(Stored data entries)

--

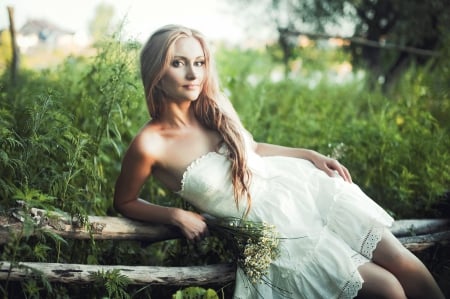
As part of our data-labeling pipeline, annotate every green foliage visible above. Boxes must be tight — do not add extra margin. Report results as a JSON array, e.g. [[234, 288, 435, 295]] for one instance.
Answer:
[[0, 209, 66, 298], [0, 30, 13, 69], [90, 269, 131, 299], [0, 36, 147, 298], [172, 286, 219, 299], [88, 2, 117, 41]]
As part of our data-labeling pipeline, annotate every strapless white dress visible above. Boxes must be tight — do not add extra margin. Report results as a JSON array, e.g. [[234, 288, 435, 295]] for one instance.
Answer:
[[176, 141, 394, 299]]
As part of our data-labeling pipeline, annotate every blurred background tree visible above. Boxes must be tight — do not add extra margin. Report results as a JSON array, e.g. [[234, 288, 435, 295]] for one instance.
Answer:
[[230, 0, 450, 89], [88, 2, 116, 42]]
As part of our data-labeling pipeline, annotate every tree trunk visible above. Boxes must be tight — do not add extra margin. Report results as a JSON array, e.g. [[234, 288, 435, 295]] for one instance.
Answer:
[[7, 6, 19, 84]]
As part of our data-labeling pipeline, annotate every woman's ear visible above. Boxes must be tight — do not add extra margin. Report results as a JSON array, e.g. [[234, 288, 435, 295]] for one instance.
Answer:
[[154, 82, 166, 97], [155, 80, 164, 91]]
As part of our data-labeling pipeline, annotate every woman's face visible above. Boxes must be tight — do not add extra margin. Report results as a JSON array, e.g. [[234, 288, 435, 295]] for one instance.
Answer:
[[159, 37, 205, 102]]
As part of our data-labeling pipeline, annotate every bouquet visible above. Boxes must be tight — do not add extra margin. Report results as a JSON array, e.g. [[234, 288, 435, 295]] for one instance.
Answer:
[[204, 215, 280, 285]]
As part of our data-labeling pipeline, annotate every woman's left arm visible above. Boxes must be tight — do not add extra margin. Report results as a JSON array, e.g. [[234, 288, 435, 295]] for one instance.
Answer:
[[253, 141, 352, 183]]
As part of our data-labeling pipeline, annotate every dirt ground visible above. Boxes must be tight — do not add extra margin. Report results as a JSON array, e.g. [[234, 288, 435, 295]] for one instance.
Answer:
[[417, 242, 450, 297]]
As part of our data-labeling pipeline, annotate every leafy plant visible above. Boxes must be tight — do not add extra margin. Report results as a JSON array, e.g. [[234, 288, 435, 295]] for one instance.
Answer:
[[172, 286, 219, 299], [90, 269, 131, 299]]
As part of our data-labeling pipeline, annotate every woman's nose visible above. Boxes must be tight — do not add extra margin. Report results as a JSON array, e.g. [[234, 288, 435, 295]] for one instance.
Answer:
[[186, 65, 197, 80]]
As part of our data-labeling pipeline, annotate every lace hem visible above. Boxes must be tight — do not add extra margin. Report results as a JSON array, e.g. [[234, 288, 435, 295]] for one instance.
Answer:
[[360, 225, 385, 259], [338, 225, 386, 299], [338, 270, 363, 299]]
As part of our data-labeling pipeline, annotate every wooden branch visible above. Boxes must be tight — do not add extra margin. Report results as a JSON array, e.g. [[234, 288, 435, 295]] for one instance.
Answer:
[[399, 231, 450, 251], [0, 209, 182, 245], [1, 209, 448, 248], [279, 28, 440, 57], [0, 262, 235, 286], [390, 218, 450, 237], [1, 230, 448, 285]]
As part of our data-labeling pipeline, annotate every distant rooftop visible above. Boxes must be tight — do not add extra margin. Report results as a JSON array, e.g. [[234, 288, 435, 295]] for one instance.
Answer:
[[20, 19, 74, 39]]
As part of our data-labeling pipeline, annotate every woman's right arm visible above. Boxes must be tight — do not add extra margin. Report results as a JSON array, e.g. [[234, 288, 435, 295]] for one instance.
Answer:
[[113, 135, 208, 241]]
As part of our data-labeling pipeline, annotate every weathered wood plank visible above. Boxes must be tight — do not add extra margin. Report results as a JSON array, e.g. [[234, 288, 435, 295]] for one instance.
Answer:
[[0, 210, 182, 244], [398, 231, 450, 251], [390, 219, 450, 237], [1, 208, 448, 245], [0, 262, 235, 285]]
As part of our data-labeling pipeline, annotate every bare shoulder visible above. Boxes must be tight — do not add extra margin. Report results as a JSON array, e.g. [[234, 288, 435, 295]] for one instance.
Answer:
[[124, 122, 165, 166]]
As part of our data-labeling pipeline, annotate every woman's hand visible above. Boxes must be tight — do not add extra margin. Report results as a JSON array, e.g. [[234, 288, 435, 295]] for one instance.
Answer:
[[309, 151, 352, 183], [173, 209, 209, 242]]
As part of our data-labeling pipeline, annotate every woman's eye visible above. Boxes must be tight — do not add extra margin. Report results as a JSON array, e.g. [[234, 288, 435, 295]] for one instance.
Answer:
[[172, 60, 184, 67], [194, 60, 205, 67]]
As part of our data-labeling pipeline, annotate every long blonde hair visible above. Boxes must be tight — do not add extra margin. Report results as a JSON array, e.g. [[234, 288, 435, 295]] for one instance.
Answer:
[[140, 24, 252, 212]]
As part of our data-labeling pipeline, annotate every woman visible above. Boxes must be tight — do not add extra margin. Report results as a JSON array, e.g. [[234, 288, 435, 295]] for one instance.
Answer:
[[114, 24, 445, 298]]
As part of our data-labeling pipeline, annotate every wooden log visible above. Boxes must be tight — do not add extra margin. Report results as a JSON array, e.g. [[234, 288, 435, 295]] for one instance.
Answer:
[[0, 262, 235, 285], [398, 231, 450, 251], [1, 230, 449, 285], [390, 219, 450, 237], [1, 208, 448, 245], [0, 210, 183, 244]]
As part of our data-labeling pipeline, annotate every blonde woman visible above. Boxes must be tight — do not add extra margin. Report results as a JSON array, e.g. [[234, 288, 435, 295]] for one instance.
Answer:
[[114, 24, 444, 299]]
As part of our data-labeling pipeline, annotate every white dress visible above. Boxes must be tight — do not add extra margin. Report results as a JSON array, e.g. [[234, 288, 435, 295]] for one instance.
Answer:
[[176, 138, 394, 299]]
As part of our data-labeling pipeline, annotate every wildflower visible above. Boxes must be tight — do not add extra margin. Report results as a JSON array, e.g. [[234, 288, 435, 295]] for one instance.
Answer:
[[205, 215, 280, 285]]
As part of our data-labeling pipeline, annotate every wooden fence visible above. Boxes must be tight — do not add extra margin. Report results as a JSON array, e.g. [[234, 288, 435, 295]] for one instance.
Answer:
[[1, 208, 449, 286]]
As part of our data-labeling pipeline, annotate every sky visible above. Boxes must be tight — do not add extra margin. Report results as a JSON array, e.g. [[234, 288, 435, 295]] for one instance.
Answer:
[[1, 0, 260, 44]]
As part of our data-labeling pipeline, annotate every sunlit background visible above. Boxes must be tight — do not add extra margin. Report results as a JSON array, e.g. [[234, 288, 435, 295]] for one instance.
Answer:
[[1, 0, 256, 44], [1, 0, 284, 68]]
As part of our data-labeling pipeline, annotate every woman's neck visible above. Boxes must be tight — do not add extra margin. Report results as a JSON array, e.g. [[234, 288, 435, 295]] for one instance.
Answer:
[[158, 101, 198, 129]]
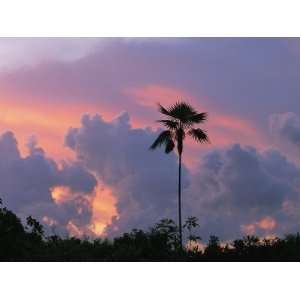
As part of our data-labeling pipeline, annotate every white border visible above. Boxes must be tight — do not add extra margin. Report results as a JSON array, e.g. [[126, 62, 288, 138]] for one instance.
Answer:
[[0, 0, 299, 36], [1, 262, 298, 300]]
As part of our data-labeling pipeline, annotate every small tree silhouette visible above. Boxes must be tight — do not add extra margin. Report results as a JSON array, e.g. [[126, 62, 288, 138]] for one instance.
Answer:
[[150, 101, 209, 249], [26, 216, 44, 237], [151, 218, 179, 250], [183, 216, 201, 250], [205, 235, 222, 258]]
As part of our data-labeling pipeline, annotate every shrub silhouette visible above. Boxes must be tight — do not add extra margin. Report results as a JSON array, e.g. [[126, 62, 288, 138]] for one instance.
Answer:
[[0, 202, 26, 260], [1, 201, 300, 261]]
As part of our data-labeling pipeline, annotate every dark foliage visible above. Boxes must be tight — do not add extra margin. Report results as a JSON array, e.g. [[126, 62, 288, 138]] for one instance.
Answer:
[[1, 202, 300, 261]]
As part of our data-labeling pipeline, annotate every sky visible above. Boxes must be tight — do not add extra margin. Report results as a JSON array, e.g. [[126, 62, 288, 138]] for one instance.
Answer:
[[1, 37, 300, 241]]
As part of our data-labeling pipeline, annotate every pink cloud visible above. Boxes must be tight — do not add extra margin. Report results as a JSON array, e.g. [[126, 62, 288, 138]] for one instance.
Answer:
[[126, 84, 260, 142], [241, 217, 277, 235], [240, 223, 256, 235], [126, 83, 267, 169], [257, 217, 277, 231]]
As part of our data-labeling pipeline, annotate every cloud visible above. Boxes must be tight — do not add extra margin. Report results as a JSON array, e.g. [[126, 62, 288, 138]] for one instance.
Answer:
[[2, 38, 300, 241], [2, 38, 298, 129], [65, 112, 190, 236], [0, 130, 98, 236], [2, 111, 300, 242], [186, 144, 300, 240], [64, 110, 300, 241], [269, 112, 300, 147], [0, 38, 281, 163], [0, 38, 102, 71]]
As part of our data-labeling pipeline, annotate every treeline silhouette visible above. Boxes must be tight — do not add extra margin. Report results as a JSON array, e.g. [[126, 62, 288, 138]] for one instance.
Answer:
[[1, 200, 300, 261]]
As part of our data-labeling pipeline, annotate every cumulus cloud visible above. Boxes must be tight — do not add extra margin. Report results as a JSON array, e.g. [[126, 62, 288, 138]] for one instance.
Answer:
[[64, 111, 300, 241], [65, 112, 190, 236], [2, 111, 300, 241], [3, 38, 300, 241], [0, 131, 97, 236], [186, 144, 300, 240]]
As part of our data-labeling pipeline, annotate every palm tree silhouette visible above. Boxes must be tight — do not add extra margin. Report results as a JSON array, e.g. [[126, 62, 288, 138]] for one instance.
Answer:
[[150, 101, 209, 249]]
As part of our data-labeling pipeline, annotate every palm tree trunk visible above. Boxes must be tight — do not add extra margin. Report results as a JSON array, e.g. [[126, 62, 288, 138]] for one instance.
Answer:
[[178, 152, 182, 250]]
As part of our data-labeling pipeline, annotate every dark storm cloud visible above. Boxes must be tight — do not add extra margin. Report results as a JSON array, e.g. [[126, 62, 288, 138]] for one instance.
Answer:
[[0, 131, 97, 235]]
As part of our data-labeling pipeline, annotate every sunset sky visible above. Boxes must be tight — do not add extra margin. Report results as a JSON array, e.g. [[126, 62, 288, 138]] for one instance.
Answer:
[[2, 37, 300, 241]]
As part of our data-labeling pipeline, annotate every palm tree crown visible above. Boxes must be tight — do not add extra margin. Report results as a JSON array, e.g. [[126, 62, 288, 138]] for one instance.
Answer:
[[150, 101, 209, 154]]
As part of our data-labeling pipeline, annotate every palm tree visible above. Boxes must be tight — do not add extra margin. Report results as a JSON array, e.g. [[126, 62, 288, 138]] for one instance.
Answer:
[[150, 101, 209, 249]]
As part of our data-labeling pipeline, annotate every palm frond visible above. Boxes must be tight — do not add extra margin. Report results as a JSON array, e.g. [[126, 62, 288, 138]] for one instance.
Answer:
[[149, 130, 173, 150], [158, 103, 172, 117], [188, 112, 207, 124], [167, 101, 199, 123], [188, 128, 209, 143], [157, 119, 179, 130], [165, 139, 175, 153]]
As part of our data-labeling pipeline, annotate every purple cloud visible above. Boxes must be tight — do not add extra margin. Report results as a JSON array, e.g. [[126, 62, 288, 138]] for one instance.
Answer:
[[65, 111, 300, 241], [0, 131, 97, 236], [1, 38, 300, 240], [65, 112, 190, 236], [186, 144, 300, 240]]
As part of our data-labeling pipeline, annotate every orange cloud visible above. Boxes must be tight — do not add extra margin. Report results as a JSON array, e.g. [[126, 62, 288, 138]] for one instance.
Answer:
[[0, 93, 119, 160], [241, 216, 277, 235], [67, 221, 85, 238], [50, 181, 117, 236], [51, 186, 75, 205], [0, 91, 120, 236], [89, 184, 118, 236], [0, 84, 269, 237], [257, 217, 276, 231]]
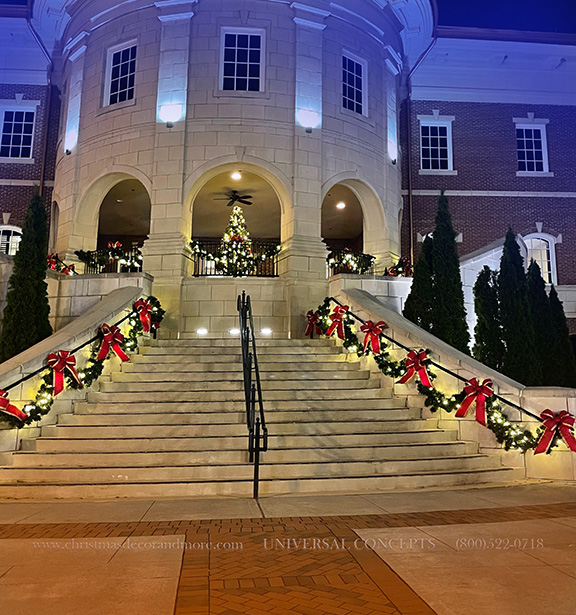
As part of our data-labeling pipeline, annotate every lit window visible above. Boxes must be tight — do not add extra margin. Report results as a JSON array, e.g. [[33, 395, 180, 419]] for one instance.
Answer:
[[0, 110, 35, 159], [104, 43, 137, 106], [417, 112, 456, 174], [221, 29, 264, 92], [342, 53, 367, 116], [0, 226, 22, 255], [523, 234, 556, 284]]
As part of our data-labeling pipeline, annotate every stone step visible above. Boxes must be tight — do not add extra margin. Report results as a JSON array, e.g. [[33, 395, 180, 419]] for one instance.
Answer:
[[10, 442, 478, 467], [74, 397, 406, 413], [99, 377, 382, 393], [86, 387, 387, 404], [111, 370, 372, 383], [41, 418, 435, 439], [0, 468, 524, 499], [154, 339, 336, 348], [131, 353, 354, 364], [120, 361, 361, 373], [0, 454, 501, 484], [140, 346, 342, 356], [58, 407, 421, 426], [22, 428, 453, 453]]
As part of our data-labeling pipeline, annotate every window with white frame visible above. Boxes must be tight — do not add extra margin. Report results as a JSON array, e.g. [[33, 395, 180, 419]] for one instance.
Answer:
[[104, 43, 137, 106], [0, 226, 22, 255], [523, 234, 557, 284], [342, 53, 367, 116], [220, 29, 265, 92], [418, 112, 456, 174], [0, 109, 35, 159], [514, 116, 550, 175]]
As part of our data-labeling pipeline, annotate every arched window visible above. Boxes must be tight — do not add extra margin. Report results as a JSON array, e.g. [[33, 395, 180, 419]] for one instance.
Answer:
[[522, 233, 557, 284], [0, 225, 22, 255]]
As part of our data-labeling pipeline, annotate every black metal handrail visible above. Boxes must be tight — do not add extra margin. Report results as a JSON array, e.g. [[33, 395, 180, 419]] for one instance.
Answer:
[[83, 246, 143, 275], [237, 291, 268, 499], [192, 240, 280, 278], [327, 297, 543, 424]]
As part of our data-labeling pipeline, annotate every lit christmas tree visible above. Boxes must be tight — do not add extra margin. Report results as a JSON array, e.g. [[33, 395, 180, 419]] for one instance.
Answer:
[[215, 205, 257, 276]]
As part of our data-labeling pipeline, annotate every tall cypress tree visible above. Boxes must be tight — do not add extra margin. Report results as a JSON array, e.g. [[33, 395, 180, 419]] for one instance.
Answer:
[[498, 228, 541, 385], [548, 285, 576, 387], [527, 260, 556, 385], [403, 235, 434, 332], [0, 191, 52, 362], [473, 266, 504, 370], [430, 191, 470, 353]]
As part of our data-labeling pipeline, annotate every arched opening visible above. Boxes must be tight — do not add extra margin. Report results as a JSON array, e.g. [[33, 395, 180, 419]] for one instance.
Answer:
[[190, 169, 282, 277], [97, 179, 151, 248]]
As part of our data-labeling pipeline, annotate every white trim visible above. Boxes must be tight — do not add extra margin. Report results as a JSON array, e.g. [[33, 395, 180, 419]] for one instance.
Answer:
[[102, 39, 138, 108], [417, 112, 455, 173], [402, 189, 576, 198], [514, 115, 551, 175], [0, 179, 54, 187], [342, 50, 369, 118], [516, 171, 554, 178], [219, 27, 266, 93]]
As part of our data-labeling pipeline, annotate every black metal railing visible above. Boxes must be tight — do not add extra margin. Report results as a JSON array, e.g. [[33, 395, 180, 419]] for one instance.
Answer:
[[237, 291, 268, 499], [192, 240, 280, 277], [327, 296, 544, 424], [327, 250, 375, 277], [83, 246, 143, 275]]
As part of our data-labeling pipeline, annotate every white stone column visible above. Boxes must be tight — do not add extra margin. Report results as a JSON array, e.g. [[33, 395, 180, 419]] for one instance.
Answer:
[[142, 0, 196, 332]]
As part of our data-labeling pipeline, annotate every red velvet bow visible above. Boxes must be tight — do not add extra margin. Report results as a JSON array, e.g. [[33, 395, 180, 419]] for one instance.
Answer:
[[305, 311, 321, 339], [396, 350, 433, 388], [108, 241, 122, 249], [97, 324, 130, 362], [535, 409, 576, 455], [46, 350, 83, 396], [134, 299, 152, 333], [360, 320, 388, 355], [326, 306, 349, 340], [455, 378, 494, 427], [0, 389, 27, 422], [60, 264, 75, 276], [47, 254, 58, 271]]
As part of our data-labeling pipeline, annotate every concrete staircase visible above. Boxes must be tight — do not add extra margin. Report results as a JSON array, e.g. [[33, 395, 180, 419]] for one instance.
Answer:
[[0, 338, 522, 499]]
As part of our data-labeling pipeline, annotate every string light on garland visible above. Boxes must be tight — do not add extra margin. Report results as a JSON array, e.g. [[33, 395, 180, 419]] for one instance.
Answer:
[[383, 257, 414, 277], [0, 296, 165, 429], [327, 249, 375, 275], [307, 297, 572, 455]]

--

Each line of the data that includes "metal" counts once; say how many there are, giving nothing but the number.

2